→ Dettagli del compito: Sostituisci "corners" con "vertices" in tutte le voci e riscrivile lasciando invariato tutto il resto.

→ Dati forniti:
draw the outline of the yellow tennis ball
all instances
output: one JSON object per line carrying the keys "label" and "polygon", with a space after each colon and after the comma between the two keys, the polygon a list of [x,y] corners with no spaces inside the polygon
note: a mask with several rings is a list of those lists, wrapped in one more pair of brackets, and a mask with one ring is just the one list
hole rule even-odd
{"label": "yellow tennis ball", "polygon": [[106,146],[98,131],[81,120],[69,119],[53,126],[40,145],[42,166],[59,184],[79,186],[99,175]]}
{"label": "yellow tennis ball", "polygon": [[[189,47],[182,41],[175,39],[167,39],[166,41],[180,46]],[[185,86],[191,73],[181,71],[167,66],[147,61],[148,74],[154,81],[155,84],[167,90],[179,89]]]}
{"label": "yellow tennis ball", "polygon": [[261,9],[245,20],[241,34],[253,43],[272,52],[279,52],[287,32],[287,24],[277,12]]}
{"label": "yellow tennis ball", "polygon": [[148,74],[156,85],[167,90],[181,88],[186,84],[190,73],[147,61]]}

→ Risultato del compito:
draw the outline of the yellow tennis ball
all instances
output: one JSON object per line carrying the keys "label" and "polygon", with a space after each colon and after the comma between the two keys, the polygon a list of [x,y] vertices with no spaces inside the polygon
note: a mask with several rings is a list of those lists, wrapped in one more pair of brackets, and a mask with one ring is just the one list
hole rule even-odd
{"label": "yellow tennis ball", "polygon": [[106,146],[98,131],[81,120],[69,119],[53,126],[40,145],[42,166],[59,184],[79,186],[99,175]]}
{"label": "yellow tennis ball", "polygon": [[[189,47],[182,41],[175,39],[167,39],[166,41],[180,46]],[[185,86],[191,73],[181,71],[167,66],[147,61],[148,74],[154,81],[155,84],[167,90],[179,89]]]}
{"label": "yellow tennis ball", "polygon": [[261,9],[245,20],[241,34],[253,43],[272,52],[279,52],[287,32],[287,24],[277,12]]}
{"label": "yellow tennis ball", "polygon": [[148,74],[156,85],[167,90],[181,88],[186,84],[190,73],[147,61]]}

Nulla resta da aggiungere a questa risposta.